Only certain lines below are wanted: those starting at the line containing "# put one marker per instance of the bathtub;" and ending at the line containing "# put one marker per instance of the wooden door;", both included, each retyped exactly.

-------- Source data --------

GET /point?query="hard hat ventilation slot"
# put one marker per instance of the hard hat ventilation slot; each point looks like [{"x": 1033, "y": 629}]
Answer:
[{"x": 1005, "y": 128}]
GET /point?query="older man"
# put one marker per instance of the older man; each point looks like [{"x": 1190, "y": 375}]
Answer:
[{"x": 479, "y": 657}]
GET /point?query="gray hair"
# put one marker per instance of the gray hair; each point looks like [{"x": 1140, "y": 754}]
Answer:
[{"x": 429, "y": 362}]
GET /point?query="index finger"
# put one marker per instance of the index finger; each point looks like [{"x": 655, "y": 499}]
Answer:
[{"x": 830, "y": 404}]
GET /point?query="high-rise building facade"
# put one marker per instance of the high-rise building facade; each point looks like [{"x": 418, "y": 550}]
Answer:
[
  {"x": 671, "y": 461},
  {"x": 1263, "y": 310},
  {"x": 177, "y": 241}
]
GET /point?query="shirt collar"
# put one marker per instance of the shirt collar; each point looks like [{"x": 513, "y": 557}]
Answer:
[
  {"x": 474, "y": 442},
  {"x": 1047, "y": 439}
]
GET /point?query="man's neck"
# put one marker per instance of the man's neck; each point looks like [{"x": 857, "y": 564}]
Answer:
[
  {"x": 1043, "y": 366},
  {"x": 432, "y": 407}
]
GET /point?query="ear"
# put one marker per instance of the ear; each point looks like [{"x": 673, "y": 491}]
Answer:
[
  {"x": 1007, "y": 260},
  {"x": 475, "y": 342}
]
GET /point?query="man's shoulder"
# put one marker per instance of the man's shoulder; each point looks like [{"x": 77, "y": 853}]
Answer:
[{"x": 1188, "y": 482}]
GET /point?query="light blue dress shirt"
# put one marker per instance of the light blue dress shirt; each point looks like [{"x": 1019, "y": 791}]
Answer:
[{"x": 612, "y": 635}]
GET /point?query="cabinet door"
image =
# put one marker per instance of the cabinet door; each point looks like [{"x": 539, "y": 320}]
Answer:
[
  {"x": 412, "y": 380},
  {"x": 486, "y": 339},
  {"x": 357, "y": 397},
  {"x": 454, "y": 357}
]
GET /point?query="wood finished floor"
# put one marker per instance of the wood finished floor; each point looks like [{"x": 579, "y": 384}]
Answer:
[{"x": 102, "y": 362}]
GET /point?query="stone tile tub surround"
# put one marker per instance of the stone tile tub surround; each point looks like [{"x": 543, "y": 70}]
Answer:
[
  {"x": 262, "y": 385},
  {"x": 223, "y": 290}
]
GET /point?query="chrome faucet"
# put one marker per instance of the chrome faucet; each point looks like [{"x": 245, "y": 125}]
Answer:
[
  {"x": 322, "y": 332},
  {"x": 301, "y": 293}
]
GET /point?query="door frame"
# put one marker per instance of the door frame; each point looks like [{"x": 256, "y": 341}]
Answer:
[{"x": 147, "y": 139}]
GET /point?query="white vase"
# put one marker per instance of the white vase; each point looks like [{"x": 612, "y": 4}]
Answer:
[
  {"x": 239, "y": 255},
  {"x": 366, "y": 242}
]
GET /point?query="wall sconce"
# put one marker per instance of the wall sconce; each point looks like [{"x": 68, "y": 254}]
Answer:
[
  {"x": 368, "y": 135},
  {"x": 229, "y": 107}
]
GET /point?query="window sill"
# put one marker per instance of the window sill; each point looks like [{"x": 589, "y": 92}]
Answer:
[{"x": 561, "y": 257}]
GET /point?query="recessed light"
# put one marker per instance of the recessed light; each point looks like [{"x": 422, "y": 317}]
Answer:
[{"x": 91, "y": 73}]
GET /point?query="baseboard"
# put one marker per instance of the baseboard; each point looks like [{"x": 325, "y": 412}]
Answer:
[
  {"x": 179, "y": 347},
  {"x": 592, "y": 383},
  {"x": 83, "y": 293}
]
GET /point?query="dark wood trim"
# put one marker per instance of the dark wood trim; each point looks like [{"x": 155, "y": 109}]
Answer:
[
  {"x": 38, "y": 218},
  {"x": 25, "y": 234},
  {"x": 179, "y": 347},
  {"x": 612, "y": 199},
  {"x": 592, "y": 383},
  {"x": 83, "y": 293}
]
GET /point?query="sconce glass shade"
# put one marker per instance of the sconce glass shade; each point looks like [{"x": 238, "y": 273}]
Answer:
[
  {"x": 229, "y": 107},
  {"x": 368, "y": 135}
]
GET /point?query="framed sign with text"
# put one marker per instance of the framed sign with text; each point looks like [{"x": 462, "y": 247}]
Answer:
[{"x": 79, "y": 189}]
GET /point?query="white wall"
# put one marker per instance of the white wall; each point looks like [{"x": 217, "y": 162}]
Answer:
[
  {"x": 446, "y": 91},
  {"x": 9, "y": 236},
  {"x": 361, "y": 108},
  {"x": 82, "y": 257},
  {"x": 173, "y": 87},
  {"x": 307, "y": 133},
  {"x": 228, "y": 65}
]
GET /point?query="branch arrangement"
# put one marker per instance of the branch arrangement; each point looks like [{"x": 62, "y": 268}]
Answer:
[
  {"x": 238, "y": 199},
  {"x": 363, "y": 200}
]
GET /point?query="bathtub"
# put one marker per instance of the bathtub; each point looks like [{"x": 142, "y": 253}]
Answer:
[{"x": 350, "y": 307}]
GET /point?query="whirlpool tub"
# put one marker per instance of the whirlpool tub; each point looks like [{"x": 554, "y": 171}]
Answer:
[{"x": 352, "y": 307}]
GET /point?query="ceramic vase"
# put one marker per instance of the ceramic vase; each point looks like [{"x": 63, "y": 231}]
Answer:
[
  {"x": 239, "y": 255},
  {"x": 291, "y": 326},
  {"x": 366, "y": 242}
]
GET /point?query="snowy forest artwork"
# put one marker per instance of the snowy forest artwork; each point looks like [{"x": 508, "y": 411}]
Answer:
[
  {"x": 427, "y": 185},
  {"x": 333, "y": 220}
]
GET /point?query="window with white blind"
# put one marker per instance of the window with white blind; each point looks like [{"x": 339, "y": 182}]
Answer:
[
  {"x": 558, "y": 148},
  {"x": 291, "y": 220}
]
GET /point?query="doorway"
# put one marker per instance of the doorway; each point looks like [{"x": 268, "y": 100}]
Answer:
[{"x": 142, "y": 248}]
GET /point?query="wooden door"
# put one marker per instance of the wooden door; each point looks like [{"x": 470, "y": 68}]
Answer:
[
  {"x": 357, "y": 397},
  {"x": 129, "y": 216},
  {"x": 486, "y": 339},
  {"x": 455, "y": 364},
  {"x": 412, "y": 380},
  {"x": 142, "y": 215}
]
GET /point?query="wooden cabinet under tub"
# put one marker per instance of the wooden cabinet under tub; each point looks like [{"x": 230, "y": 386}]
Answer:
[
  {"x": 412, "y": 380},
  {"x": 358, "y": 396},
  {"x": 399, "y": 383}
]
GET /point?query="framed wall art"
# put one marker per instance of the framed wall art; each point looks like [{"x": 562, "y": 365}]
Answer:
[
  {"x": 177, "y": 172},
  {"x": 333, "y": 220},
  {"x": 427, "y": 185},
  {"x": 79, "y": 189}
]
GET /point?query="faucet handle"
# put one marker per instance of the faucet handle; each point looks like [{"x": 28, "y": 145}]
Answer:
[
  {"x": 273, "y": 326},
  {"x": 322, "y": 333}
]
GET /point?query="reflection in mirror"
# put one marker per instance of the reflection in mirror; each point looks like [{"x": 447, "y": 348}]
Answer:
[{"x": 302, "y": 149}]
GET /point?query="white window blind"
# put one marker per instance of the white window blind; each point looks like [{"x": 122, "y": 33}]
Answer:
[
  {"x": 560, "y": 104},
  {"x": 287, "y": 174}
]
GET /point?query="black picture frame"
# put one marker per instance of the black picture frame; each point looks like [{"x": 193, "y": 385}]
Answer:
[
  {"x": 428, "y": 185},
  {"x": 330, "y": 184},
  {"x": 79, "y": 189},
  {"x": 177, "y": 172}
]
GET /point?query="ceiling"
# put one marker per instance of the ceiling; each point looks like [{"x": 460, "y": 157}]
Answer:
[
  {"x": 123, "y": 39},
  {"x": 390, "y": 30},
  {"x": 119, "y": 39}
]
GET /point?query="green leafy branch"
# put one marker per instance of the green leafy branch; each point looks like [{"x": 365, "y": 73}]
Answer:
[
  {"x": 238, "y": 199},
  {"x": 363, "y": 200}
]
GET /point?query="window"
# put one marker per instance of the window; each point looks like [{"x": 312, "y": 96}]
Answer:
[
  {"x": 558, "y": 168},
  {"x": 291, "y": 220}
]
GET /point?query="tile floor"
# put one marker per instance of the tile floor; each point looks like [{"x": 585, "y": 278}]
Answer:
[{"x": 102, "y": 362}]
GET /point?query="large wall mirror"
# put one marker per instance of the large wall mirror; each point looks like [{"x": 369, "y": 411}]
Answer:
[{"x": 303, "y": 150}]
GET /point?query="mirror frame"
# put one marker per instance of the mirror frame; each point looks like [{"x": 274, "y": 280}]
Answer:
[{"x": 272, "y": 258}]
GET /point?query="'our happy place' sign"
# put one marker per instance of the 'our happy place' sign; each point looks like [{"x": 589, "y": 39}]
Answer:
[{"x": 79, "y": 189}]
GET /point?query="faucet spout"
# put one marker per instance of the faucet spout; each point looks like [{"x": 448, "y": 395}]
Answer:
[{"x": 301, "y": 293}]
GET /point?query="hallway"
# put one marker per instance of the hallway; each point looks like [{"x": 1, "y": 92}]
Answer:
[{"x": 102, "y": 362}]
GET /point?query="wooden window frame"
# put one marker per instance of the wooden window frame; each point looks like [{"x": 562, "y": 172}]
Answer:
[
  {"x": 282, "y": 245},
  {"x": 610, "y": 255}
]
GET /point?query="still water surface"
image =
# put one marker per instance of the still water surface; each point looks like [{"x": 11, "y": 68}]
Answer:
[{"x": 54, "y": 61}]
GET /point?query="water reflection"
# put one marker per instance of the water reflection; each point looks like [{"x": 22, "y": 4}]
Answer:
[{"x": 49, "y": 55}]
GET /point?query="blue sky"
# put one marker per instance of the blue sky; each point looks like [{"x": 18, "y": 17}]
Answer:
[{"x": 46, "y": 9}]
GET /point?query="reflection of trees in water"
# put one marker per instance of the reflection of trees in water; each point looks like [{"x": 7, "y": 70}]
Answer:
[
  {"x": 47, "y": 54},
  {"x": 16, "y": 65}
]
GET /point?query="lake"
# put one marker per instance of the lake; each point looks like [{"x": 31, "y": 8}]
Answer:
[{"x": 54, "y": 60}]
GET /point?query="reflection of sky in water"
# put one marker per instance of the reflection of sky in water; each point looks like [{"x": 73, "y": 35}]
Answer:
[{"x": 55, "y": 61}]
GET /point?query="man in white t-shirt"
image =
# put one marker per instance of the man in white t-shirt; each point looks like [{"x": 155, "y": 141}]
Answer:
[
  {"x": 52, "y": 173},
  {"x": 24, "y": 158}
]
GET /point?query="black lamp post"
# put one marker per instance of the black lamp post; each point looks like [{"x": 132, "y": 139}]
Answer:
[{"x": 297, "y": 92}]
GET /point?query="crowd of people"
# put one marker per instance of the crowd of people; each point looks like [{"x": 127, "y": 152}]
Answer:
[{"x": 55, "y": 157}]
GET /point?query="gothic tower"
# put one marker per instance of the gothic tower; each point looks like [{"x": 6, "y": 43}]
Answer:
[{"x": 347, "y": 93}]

--------

# Result for this exercise
# put one marker per instance of the bathtub; each point looks like [{"x": 142, "y": 253}]
Answer:
[{"x": 350, "y": 307}]
GET /point?query="whirlpool tub"
# put one marker per instance of the whirlpool tub; each point looks like [{"x": 554, "y": 171}]
Answer:
[{"x": 352, "y": 307}]
GET /point?query="ceramic vase"
# put one marker per instance of the ceramic vase; each point looks like [{"x": 63, "y": 231}]
Answer:
[
  {"x": 239, "y": 255},
  {"x": 291, "y": 326},
  {"x": 366, "y": 242}
]
GET /point?query="snowy forest artwork"
# put one marker per instance of the snowy forest artwork; each point looks like [{"x": 508, "y": 411}]
Answer:
[
  {"x": 427, "y": 185},
  {"x": 333, "y": 220}
]
GET /point?query="window with white blind"
# put one marker per instance of the window with white blind; each point looks like [{"x": 339, "y": 182}]
Answer:
[
  {"x": 558, "y": 148},
  {"x": 291, "y": 220}
]
GET /point?query="doorway"
# put one marker per instance of the doorway; each point looks like [{"x": 268, "y": 100}]
Answer:
[{"x": 142, "y": 248}]
GET /point?query="wooden door"
# put one marker per instance of the wooden door; each point looks like [{"x": 470, "y": 68}]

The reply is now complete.